**WORK REQUIRED**.
Scan the records below for the line with "positive clicks: (561, 423)" and the line with "357L587 361L600 359V340H596L583". Repeat those two lines and every line between them exactly, and nothing else.

**RECORDS TO USE**.
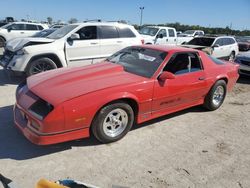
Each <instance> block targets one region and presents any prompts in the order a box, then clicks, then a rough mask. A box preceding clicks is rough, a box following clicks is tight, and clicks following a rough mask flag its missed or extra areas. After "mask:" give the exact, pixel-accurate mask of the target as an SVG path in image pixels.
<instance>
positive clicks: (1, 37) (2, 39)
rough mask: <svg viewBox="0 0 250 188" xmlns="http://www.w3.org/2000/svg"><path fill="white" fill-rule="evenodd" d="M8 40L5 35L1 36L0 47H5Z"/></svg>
mask: <svg viewBox="0 0 250 188" xmlns="http://www.w3.org/2000/svg"><path fill="white" fill-rule="evenodd" d="M5 42H6V40H5V38H3V37H0V48H2V47H4V44H5Z"/></svg>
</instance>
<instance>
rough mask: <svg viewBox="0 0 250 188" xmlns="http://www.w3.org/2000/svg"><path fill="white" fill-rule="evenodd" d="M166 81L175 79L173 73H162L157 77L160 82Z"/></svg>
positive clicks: (167, 71)
mask: <svg viewBox="0 0 250 188" xmlns="http://www.w3.org/2000/svg"><path fill="white" fill-rule="evenodd" d="M167 79H175V75H174V74H173V73H171V72H168V71H164V72H162V73H161V75H160V76H159V77H158V80H160V81H165V80H167Z"/></svg>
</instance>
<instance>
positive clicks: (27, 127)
mask: <svg viewBox="0 0 250 188" xmlns="http://www.w3.org/2000/svg"><path fill="white" fill-rule="evenodd" d="M13 110H14V122H15V125H16V126H17V127H18V128H19V130H20V131H21V132H22V133H23V135H24V136H25V137H26V138H27V139H28V140H29V141H31V142H32V143H34V144H37V145H49V144H55V143H60V142H65V141H70V140H76V139H81V138H86V137H89V128H81V129H77V130H70V131H65V132H60V133H51V134H50V133H41V132H39V131H37V130H35V128H33V127H32V125H31V121H32V118H33V117H30V116H29V114H28V113H26V112H25V110H24V109H22V108H21V107H20V106H19V105H17V104H16V105H15V106H14V109H13Z"/></svg>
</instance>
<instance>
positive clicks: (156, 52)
mask: <svg viewBox="0 0 250 188" xmlns="http://www.w3.org/2000/svg"><path fill="white" fill-rule="evenodd" d="M166 56H167V52H163V51H159V50H153V49H148V48H142V47H128V48H125V49H123V50H121V51H119V52H117V53H115V54H114V55H112V56H111V57H109V58H108V59H107V60H108V61H110V62H112V63H117V64H119V65H122V66H123V68H124V70H125V71H126V72H130V73H133V74H136V75H139V76H143V77H147V78H151V77H152V76H153V75H154V73H155V72H156V70H157V69H158V67H159V66H160V65H161V63H162V62H163V61H164V59H165V58H166Z"/></svg>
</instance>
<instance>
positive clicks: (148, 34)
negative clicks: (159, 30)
mask: <svg viewBox="0 0 250 188" xmlns="http://www.w3.org/2000/svg"><path fill="white" fill-rule="evenodd" d="M158 30H159V29H158V28H154V27H144V28H142V29H141V30H140V31H139V33H140V34H142V35H150V36H155V35H156V33H157V32H158Z"/></svg>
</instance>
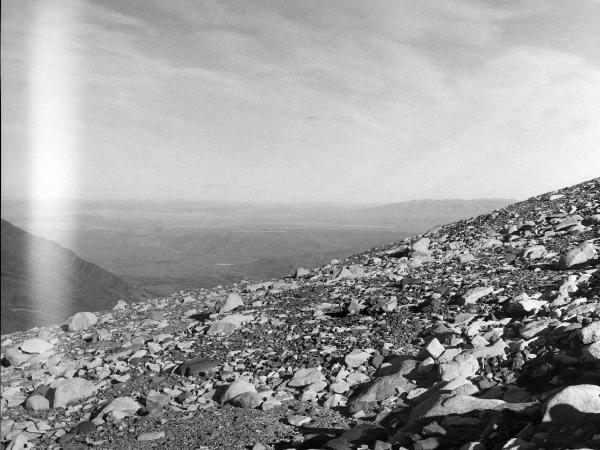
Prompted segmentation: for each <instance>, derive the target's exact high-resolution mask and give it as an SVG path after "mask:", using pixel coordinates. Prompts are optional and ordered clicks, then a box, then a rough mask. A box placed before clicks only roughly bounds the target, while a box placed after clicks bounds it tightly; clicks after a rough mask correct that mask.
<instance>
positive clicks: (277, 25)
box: [1, 0, 600, 203]
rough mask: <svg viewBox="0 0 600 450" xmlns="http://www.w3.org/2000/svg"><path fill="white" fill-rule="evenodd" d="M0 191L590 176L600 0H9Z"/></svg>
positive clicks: (320, 200) (372, 193) (370, 186)
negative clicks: (355, 0) (483, 0)
mask: <svg viewBox="0 0 600 450" xmlns="http://www.w3.org/2000/svg"><path fill="white" fill-rule="evenodd" d="M1 5H2V23H1V52H2V53H1V67H2V195H3V196H5V197H20V198H33V199H51V198H63V197H68V198H80V199H145V200H149V199H158V200H202V201H207V200H208V201H244V202H245V201H261V202H264V201H274V202H352V203H360V202H376V203H386V202H398V201H405V200H412V199H421V198H483V197H495V198H518V199H523V198H527V197H530V196H532V195H537V194H540V193H543V192H546V191H550V190H554V189H558V188H561V187H564V186H567V185H571V184H575V183H578V182H582V181H584V180H587V179H590V178H594V177H597V176H600V25H599V24H600V1H598V0H569V1H567V0H564V1H552V0H548V1H537V0H522V1H436V2H428V1H412V0H391V1H384V0H382V1H370V0H361V1H355V0H339V1H338V0H315V1H313V0H302V1H299V0H295V1H292V0H272V1H263V0H240V1H191V0H172V1H168V2H165V1H164V0H139V1H138V0H115V1H84V0H77V1H59V0H55V1H43V0H41V1H27V0H3V1H2V3H1Z"/></svg>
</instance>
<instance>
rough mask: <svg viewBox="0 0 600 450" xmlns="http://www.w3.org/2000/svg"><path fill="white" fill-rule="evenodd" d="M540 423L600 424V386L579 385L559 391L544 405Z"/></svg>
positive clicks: (561, 423)
mask: <svg viewBox="0 0 600 450" xmlns="http://www.w3.org/2000/svg"><path fill="white" fill-rule="evenodd" d="M542 421H543V422H556V423H558V424H564V423H574V424H582V423H586V422H590V421H592V422H598V423H599V424H600V386H597V385H595V384H580V385H575V386H568V387H566V388H563V389H561V390H560V391H559V392H557V393H556V394H554V395H553V396H552V397H550V398H549V399H548V400H547V401H546V403H545V404H544V410H543V418H542Z"/></svg>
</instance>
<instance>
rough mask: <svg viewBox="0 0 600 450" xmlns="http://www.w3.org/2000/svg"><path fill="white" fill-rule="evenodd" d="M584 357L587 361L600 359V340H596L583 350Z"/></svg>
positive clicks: (588, 345)
mask: <svg viewBox="0 0 600 450" xmlns="http://www.w3.org/2000/svg"><path fill="white" fill-rule="evenodd" d="M581 354H582V359H583V360H587V361H600V341H596V342H594V343H593V344H590V345H588V346H586V347H584V348H583V349H582V350H581Z"/></svg>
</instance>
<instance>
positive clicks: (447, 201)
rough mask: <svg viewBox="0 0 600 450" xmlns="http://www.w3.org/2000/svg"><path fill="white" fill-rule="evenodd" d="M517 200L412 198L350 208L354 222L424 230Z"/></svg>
mask: <svg viewBox="0 0 600 450" xmlns="http://www.w3.org/2000/svg"><path fill="white" fill-rule="evenodd" d="M517 201H518V200H514V199H505V198H499V199H489V198H484V199H471V200H464V199H444V200H411V201H407V202H400V203H389V204H385V205H381V206H375V207H371V208H363V209H357V210H352V211H349V212H348V213H347V214H348V217H347V220H348V221H349V222H352V223H357V224H363V225H371V226H380V227H389V228H392V229H396V230H402V231H406V232H412V233H422V232H424V231H426V230H427V229H429V228H431V227H433V226H435V225H443V224H445V223H449V222H455V221H457V220H462V219H468V218H470V217H475V216H478V215H480V214H483V213H487V212H490V211H493V210H495V209H500V208H504V207H505V206H508V205H510V204H512V203H515V202H517Z"/></svg>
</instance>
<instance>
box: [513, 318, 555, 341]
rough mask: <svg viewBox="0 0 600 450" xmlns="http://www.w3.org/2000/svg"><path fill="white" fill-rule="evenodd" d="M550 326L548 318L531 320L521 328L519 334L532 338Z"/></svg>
mask: <svg viewBox="0 0 600 450" xmlns="http://www.w3.org/2000/svg"><path fill="white" fill-rule="evenodd" d="M548 326H549V323H548V321H547V320H536V321H534V322H529V323H528V324H526V325H525V326H524V327H522V328H520V329H519V334H520V335H521V337H522V338H523V339H531V338H532V337H534V336H537V335H538V334H540V333H542V332H544V331H545V330H546V329H547V328H548Z"/></svg>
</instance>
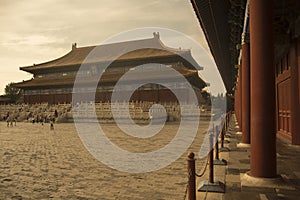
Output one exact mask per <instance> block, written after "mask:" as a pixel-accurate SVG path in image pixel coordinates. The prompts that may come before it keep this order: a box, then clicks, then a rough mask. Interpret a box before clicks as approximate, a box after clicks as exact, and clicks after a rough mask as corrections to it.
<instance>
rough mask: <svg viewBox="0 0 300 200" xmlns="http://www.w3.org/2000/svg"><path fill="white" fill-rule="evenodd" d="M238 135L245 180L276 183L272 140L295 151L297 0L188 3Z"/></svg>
mask: <svg viewBox="0 0 300 200" xmlns="http://www.w3.org/2000/svg"><path fill="white" fill-rule="evenodd" d="M191 4H192V6H193V8H194V11H195V15H196V16H197V18H198V21H199V24H200V25H201V27H202V29H203V32H204V34H205V37H206V40H207V42H208V45H209V47H210V50H211V52H212V54H213V57H214V60H215V62H216V64H217V67H218V69H219V71H220V74H221V76H222V78H223V81H224V84H225V86H226V90H227V93H228V95H229V96H232V97H233V96H234V98H235V114H236V117H237V120H238V124H239V127H240V131H241V132H242V139H241V146H243V145H246V146H250V152H251V156H250V175H251V176H253V177H257V178H276V177H277V168H276V166H277V165H276V135H278V136H279V137H280V138H285V139H287V140H288V141H289V142H290V143H291V144H294V145H300V123H299V117H300V103H299V102H300V78H299V76H300V68H299V66H300V2H299V0H289V1H285V0H263V1H262V0H230V1H228V0H226V1H218V0H210V1H206V0H191Z"/></svg>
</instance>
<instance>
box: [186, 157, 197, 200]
mask: <svg viewBox="0 0 300 200" xmlns="http://www.w3.org/2000/svg"><path fill="white" fill-rule="evenodd" d="M187 170H188V189H187V195H188V200H196V167H195V154H194V153H193V152H190V153H189V154H188V157H187Z"/></svg>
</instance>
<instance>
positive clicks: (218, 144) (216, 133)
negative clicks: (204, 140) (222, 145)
mask: <svg viewBox="0 0 300 200" xmlns="http://www.w3.org/2000/svg"><path fill="white" fill-rule="evenodd" d="M218 133H219V126H216V128H215V133H214V135H215V138H216V145H215V149H216V152H215V154H216V155H215V159H216V160H219V141H218Z"/></svg>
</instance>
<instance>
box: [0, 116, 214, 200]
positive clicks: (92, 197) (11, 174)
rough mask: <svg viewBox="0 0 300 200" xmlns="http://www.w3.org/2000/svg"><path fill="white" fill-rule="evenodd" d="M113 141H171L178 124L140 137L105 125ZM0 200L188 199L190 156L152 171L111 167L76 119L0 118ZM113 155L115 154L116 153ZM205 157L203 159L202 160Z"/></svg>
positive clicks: (125, 145)
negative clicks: (125, 169) (72, 120)
mask: <svg viewBox="0 0 300 200" xmlns="http://www.w3.org/2000/svg"><path fill="white" fill-rule="evenodd" d="M208 123H209V122H208V121H204V122H203V121H202V122H201V124H200V127H199V129H198V134H197V136H196V138H195V140H194V143H193V144H192V145H191V147H190V148H189V150H188V151H194V152H198V151H199V149H200V146H201V143H202V142H201V141H202V139H203V136H204V133H205V132H206V130H207V127H208ZM101 126H102V128H103V130H104V132H105V133H106V134H107V136H108V137H109V138H110V139H111V141H112V142H114V143H115V144H117V145H118V146H120V147H121V148H124V149H126V150H129V151H132V152H148V151H153V150H156V149H159V148H161V147H163V146H164V145H166V144H167V143H168V142H169V141H170V139H172V138H173V137H174V134H175V133H176V131H177V129H178V124H176V123H173V124H172V123H171V124H167V125H165V127H164V129H163V130H162V131H161V132H160V133H159V134H157V135H155V136H153V137H151V138H149V139H135V138H130V136H128V135H126V134H124V133H122V132H121V131H120V130H119V129H118V127H116V125H114V124H105V125H101ZM0 146H1V148H0V199H175V200H177V199H178V200H183V199H184V198H185V192H186V183H187V172H186V155H187V153H188V151H187V152H186V153H185V154H183V155H182V156H181V157H180V159H178V160H177V161H175V162H174V163H172V164H171V165H169V166H167V167H165V168H163V169H161V170H158V171H155V172H149V173H141V174H130V173H124V172H119V171H117V170H114V169H111V168H109V167H107V166H105V165H104V164H102V163H101V162H99V161H98V160H96V159H95V158H93V157H92V156H91V154H90V153H89V152H88V151H87V150H86V149H85V147H84V146H83V144H82V143H81V140H80V139H79V137H78V135H77V132H76V129H75V126H74V124H72V123H67V124H55V130H54V131H51V130H50V125H49V124H45V125H44V126H42V125H41V124H31V123H18V124H17V126H13V127H7V126H6V123H4V122H1V123H0ZM112 159H113V157H112ZM201 162H204V160H203V161H202V160H198V161H197V163H198V164H197V165H198V167H199V166H201V165H199V163H201Z"/></svg>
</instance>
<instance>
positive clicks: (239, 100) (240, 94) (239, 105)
mask: <svg viewBox="0 0 300 200" xmlns="http://www.w3.org/2000/svg"><path fill="white" fill-rule="evenodd" d="M241 82H242V71H241V65H239V70H238V82H237V86H236V92H235V97H234V104H235V106H234V109H235V114H236V119H237V122H238V124H239V128H240V130H242V87H241Z"/></svg>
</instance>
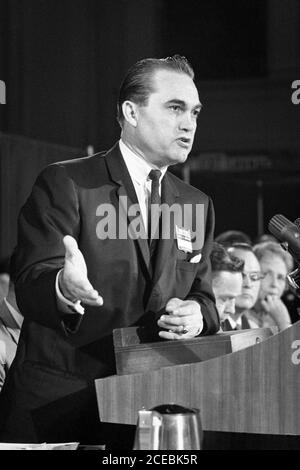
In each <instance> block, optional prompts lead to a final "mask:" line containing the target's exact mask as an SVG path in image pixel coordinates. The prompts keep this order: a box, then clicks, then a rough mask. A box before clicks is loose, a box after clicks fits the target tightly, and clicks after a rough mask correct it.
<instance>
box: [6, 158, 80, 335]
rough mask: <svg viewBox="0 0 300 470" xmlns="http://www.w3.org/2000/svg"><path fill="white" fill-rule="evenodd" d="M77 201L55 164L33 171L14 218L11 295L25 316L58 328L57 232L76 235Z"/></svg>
mask: <svg viewBox="0 0 300 470" xmlns="http://www.w3.org/2000/svg"><path fill="white" fill-rule="evenodd" d="M79 226H80V220H79V204H78V197H77V192H76V188H75V187H74V183H73V180H72V179H71V178H69V177H68V176H67V174H66V170H65V168H64V167H63V166H60V165H58V164H54V165H51V166H49V167H47V168H46V169H45V170H44V171H43V172H42V173H41V174H40V175H39V177H38V179H37V181H36V183H35V185H34V187H33V189H32V193H31V195H30V197H29V198H28V200H27V202H26V203H25V205H24V206H23V208H22V209H21V212H20V215H19V220H18V243H17V248H16V250H15V255H14V271H15V277H16V298H17V303H18V306H19V309H20V311H21V312H22V314H23V315H24V317H25V318H27V319H29V320H33V321H36V322H38V323H41V324H43V325H44V326H47V327H50V328H59V329H61V328H62V329H63V330H64V324H63V322H62V313H61V312H60V311H59V310H58V308H57V303H56V293H55V279H56V275H57V272H58V271H59V270H60V269H61V268H62V267H63V265H64V255H65V250H64V245H63V241H62V239H63V237H64V236H65V235H72V236H73V237H74V238H75V239H77V240H78V235H79Z"/></svg>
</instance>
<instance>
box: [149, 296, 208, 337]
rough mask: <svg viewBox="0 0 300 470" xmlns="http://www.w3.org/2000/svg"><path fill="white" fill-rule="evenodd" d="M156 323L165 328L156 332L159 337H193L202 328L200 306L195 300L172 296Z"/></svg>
mask: <svg viewBox="0 0 300 470" xmlns="http://www.w3.org/2000/svg"><path fill="white" fill-rule="evenodd" d="M157 324H158V326H160V327H161V328H164V330H165V331H164V330H162V331H160V332H159V333H158V334H159V336H160V337H161V338H164V339H188V338H194V337H195V336H197V335H198V334H200V333H201V331H202V330H203V315H202V313H201V307H200V305H199V303H198V302H196V301H195V300H181V299H178V298H176V297H174V298H172V299H170V300H169V302H168V303H167V305H166V313H165V314H164V315H162V316H161V317H160V318H159V320H158V321H157Z"/></svg>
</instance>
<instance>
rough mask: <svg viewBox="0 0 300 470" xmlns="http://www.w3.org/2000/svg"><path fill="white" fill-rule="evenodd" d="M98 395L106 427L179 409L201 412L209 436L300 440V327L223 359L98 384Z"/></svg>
mask: <svg viewBox="0 0 300 470" xmlns="http://www.w3.org/2000/svg"><path fill="white" fill-rule="evenodd" d="M223 334H224V335H226V333H223ZM216 336H218V335H216ZM202 339H203V340H204V341H205V337H204V338H202ZM196 340H197V339H196V338H195V341H196ZM183 347H184V345H183ZM212 347H213V346H212ZM96 393H97V397H99V399H98V407H99V414H100V419H101V420H102V421H104V422H109V423H123V424H132V425H135V424H136V422H137V415H138V410H140V409H141V408H142V407H145V408H146V409H149V408H152V407H154V406H157V405H159V404H164V403H176V404H181V405H184V406H187V407H196V408H199V409H200V412H201V421H202V426H203V429H204V430H208V431H225V432H232V433H261V434H272V435H274V434H278V435H279V434H280V435H294V436H295V435H300V321H298V322H297V323H295V324H294V325H292V326H291V327H289V328H287V329H286V330H284V331H282V332H280V333H278V334H275V335H273V336H270V337H268V338H267V339H265V340H264V341H261V342H258V343H257V344H254V345H252V346H248V347H246V348H244V349H239V350H237V351H236V352H231V353H226V352H225V353H224V354H223V355H222V356H219V357H214V358H211V359H208V360H203V361H201V362H200V361H199V362H190V363H188V364H176V365H173V366H167V367H161V368H158V369H155V370H149V368H145V369H144V371H143V372H139V373H130V374H125V375H114V376H110V377H107V378H103V379H98V380H96ZM298 402H299V404H298Z"/></svg>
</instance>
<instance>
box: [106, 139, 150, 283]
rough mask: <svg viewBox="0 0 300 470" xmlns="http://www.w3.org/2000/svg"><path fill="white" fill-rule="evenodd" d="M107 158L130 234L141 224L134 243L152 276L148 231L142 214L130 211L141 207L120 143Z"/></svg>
mask: <svg viewBox="0 0 300 470" xmlns="http://www.w3.org/2000/svg"><path fill="white" fill-rule="evenodd" d="M105 159H106V164H107V167H108V171H109V173H110V176H111V178H112V180H113V181H114V182H115V183H117V184H118V185H119V188H118V190H117V193H118V196H119V204H120V210H122V215H124V217H127V222H128V227H129V236H131V237H133V238H134V233H133V231H134V227H136V226H137V225H139V229H140V230H139V233H140V236H137V237H136V238H135V239H134V243H136V244H137V245H138V247H139V250H140V252H141V255H142V259H143V262H144V263H145V265H146V268H147V271H148V273H149V276H150V275H151V273H150V252H149V246H148V240H147V233H146V230H145V227H144V223H143V218H142V216H141V215H140V216H139V218H137V216H136V215H135V214H136V211H133V213H130V211H129V209H130V207H132V206H133V205H136V207H139V203H138V199H137V196H136V192H135V189H134V185H133V183H132V180H131V177H130V174H129V172H128V170H127V167H126V164H125V162H124V160H123V157H122V155H121V152H120V149H119V144H116V145H115V146H114V147H113V148H112V150H111V151H110V152H109V153H108V154H107V155H106V157H105ZM128 211H129V213H128ZM140 214H141V211H140ZM121 220H124V221H125V219H124V218H123V217H122V218H121ZM126 230H127V225H126Z"/></svg>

**RESULT FOR THIS EXERCISE**.
positive clicks: (561, 423)
mask: <svg viewBox="0 0 600 450" xmlns="http://www.w3.org/2000/svg"><path fill="white" fill-rule="evenodd" d="M542 421H543V422H556V423H558V424H564V423H574V424H582V423H586V422H590V421H592V422H598V423H599V424H600V386H597V385H595V384H580V385H575V386H568V387H566V388H563V389H561V390H560V391H559V392H557V393H556V394H554V395H553V396H552V397H550V398H549V399H548V400H547V401H546V403H545V404H544V410H543V418H542Z"/></svg>
</instance>
<instance>
rough mask: <svg viewBox="0 0 600 450" xmlns="http://www.w3.org/2000/svg"><path fill="white" fill-rule="evenodd" d="M584 357L587 361L600 359V340H596L583 350Z"/></svg>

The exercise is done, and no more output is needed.